Exercise objective:
Please find every line in the material below that contains the word "umbrella" and copy each of those lines in full.

Input:
★ ★ ★ ★ ★

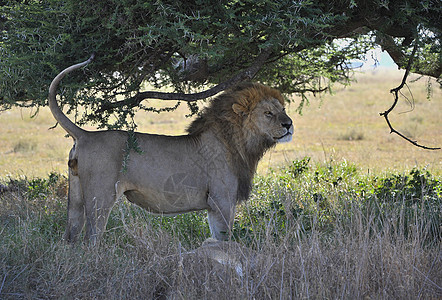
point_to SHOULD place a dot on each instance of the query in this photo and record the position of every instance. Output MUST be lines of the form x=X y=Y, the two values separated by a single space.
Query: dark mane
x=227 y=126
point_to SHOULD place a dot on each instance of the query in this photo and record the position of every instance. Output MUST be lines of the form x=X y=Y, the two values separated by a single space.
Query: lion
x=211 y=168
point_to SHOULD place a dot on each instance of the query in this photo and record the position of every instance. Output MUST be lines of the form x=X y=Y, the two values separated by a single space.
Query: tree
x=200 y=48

★ ★ ★ ★ ★

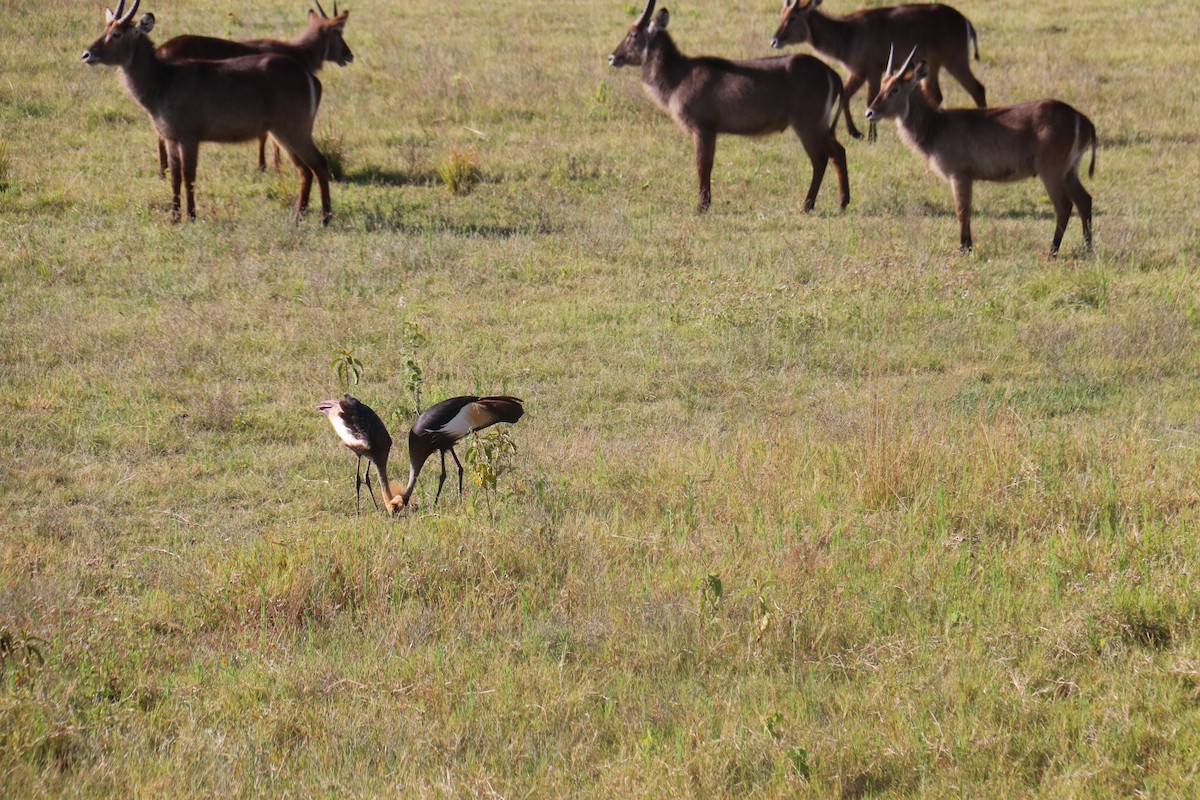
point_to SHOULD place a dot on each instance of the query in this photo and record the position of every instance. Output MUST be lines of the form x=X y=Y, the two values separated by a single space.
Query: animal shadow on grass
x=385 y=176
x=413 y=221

★ ★ ★ ★ ★

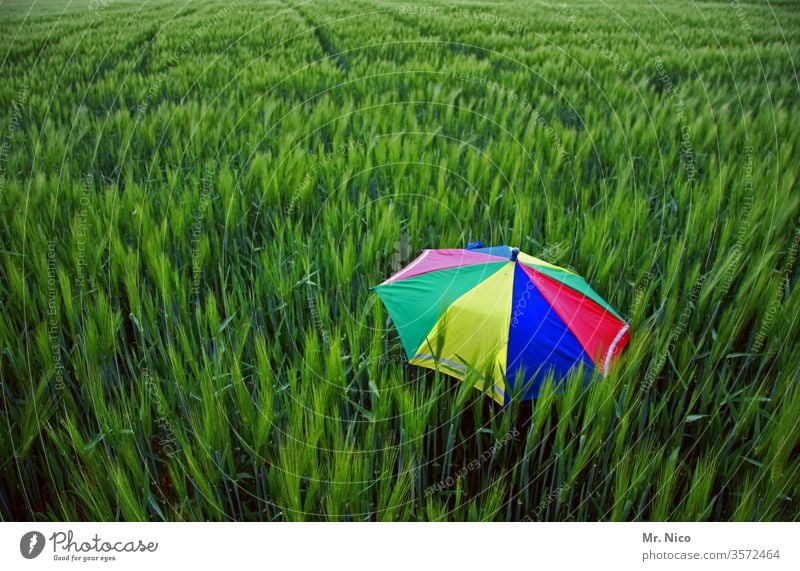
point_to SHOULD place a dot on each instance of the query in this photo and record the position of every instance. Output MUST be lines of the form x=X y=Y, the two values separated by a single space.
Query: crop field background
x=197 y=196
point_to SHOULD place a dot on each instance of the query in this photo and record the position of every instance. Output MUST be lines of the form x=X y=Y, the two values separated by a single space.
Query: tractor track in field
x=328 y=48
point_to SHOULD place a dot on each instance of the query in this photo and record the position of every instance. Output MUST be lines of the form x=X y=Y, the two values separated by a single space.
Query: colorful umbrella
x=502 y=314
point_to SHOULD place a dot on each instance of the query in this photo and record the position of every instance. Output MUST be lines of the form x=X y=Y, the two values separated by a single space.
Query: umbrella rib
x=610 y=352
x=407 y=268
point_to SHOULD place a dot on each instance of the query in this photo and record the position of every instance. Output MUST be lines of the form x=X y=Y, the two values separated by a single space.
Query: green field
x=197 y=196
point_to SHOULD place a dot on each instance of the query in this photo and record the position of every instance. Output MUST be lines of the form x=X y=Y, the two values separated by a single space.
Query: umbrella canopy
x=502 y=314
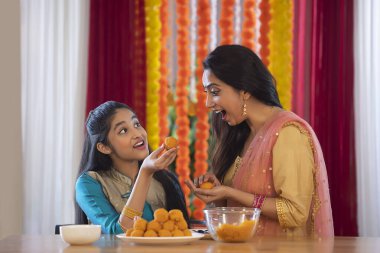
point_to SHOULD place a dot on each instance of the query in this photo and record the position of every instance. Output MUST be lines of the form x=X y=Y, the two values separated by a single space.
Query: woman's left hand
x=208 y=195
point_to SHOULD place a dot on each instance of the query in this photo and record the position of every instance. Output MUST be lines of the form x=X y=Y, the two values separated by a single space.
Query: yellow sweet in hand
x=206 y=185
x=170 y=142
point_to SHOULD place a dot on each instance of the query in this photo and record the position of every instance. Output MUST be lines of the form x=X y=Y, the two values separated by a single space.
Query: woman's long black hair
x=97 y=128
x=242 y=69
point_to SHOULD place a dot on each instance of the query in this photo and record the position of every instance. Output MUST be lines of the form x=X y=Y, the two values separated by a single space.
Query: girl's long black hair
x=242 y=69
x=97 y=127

★ ★ ★ ★ ★

Complete output:
Query: colorful umbrella
Query: umbrella rib
Query: umbrella canopy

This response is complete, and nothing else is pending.